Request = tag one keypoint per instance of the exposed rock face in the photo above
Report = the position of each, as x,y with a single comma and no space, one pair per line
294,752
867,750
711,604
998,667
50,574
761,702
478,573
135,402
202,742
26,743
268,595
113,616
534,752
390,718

任务要求:
请修改上面的整份清单：把“exposed rock face”替换为“weathered stone surface”，其余内容一律保持原样。

练习结果:
Request = tag one keypoint per instance of the weathered stone surface in the photo above
Report = the position of each, as x,y with a single comma and no space, one pair per line
294,752
867,750
711,604
998,667
50,574
761,702
478,573
135,402
202,742
26,743
268,595
113,616
534,752
390,718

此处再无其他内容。